YOUR TASK: Pull out every line of the items below that contains the word "woman". Treat uppercase and lowercase as different, so match the word's letters case for case.

DATA FOR THIS EXERCISE:
══════

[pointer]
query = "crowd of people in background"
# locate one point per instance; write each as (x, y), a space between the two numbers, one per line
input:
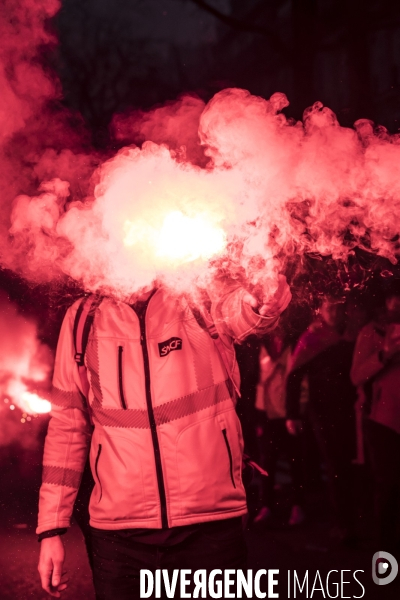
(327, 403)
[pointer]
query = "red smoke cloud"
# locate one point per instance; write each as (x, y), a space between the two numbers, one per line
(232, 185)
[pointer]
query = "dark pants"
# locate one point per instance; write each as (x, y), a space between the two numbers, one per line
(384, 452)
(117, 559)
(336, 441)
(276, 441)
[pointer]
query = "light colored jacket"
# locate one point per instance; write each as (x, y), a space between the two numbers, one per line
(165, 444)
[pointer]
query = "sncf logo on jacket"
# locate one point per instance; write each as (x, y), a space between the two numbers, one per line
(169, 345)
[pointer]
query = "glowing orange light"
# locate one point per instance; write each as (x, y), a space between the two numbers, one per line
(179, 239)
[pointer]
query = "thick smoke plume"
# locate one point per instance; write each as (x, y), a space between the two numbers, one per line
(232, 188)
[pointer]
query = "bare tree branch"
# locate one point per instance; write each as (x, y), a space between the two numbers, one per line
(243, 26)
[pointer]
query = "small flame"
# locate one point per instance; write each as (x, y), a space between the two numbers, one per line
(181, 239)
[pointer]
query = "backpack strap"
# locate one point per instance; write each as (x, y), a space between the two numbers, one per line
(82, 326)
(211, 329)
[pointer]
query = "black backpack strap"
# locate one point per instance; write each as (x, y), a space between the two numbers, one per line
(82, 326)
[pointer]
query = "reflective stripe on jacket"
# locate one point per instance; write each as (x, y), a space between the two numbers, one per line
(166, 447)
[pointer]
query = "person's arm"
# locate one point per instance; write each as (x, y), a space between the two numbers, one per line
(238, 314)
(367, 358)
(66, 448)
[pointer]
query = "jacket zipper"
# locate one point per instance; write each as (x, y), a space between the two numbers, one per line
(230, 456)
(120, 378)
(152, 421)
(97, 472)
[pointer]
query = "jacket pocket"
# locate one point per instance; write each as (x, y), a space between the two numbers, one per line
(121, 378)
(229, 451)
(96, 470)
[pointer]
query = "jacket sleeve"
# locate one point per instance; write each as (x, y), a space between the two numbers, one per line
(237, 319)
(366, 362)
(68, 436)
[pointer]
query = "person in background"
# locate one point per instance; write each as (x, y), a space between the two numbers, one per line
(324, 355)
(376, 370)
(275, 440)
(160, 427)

══════

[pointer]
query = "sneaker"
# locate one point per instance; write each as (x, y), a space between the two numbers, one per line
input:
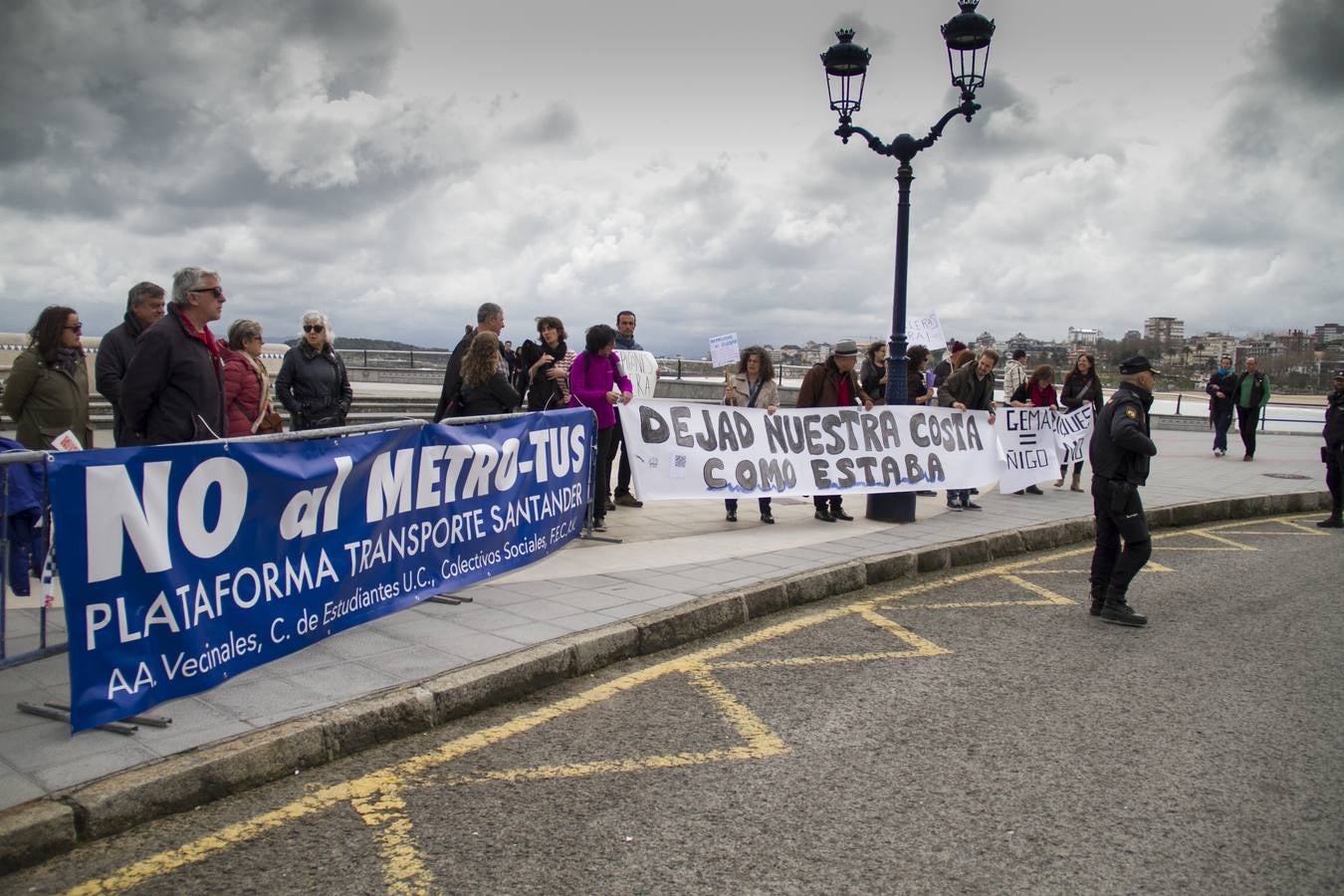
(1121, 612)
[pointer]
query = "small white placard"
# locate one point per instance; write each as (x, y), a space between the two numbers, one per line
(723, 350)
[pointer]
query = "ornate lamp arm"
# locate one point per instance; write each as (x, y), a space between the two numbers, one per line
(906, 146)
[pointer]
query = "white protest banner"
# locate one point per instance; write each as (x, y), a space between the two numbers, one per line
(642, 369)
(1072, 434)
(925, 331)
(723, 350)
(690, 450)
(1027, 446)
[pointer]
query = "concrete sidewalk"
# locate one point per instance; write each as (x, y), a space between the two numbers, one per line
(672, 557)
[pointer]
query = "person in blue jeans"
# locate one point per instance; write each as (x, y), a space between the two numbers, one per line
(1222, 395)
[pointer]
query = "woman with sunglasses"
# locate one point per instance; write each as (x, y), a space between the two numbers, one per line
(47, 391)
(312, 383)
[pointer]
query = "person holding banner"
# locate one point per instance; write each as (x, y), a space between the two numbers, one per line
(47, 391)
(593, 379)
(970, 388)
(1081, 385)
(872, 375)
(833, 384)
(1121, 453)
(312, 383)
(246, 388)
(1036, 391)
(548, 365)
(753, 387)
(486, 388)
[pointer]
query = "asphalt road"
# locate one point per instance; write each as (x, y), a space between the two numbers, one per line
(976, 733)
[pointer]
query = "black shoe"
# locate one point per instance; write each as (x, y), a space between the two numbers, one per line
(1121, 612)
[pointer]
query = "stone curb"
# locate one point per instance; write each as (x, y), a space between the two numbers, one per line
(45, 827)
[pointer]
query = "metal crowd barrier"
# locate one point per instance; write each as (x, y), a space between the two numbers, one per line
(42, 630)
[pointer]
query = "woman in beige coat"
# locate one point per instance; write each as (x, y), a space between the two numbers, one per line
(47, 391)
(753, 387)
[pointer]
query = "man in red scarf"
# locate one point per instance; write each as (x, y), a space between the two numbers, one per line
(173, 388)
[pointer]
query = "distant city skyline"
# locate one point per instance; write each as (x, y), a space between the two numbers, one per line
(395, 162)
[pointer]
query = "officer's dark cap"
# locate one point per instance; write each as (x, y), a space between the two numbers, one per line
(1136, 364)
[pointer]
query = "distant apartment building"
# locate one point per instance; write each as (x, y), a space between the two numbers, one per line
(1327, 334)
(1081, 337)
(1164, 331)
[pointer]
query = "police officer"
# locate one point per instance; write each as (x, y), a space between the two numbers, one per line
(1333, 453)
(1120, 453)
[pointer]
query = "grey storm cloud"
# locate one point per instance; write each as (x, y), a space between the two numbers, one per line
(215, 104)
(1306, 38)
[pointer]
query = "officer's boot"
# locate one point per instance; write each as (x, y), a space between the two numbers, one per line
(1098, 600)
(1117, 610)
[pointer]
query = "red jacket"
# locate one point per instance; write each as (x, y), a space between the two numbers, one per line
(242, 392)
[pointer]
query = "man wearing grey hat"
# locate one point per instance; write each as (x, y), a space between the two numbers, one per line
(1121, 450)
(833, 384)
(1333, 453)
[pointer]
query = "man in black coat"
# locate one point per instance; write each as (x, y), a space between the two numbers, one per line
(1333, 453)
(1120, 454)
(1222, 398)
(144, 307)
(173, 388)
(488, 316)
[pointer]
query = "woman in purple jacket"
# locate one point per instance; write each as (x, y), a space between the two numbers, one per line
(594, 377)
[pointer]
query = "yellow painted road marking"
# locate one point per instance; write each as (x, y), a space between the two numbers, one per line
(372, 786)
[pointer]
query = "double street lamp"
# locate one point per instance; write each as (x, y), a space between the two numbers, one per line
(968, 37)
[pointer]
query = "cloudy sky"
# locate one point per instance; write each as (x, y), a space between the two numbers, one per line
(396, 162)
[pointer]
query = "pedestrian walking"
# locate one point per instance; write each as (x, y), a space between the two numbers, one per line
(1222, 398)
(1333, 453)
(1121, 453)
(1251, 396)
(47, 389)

══════

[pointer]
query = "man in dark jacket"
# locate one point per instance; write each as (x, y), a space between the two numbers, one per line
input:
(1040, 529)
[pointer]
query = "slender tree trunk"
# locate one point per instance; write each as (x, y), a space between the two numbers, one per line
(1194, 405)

══════

TASK ANSWER:
query = "woman with sunglasses"
query = "woman in beige coat"
query = "woman in purple jacket"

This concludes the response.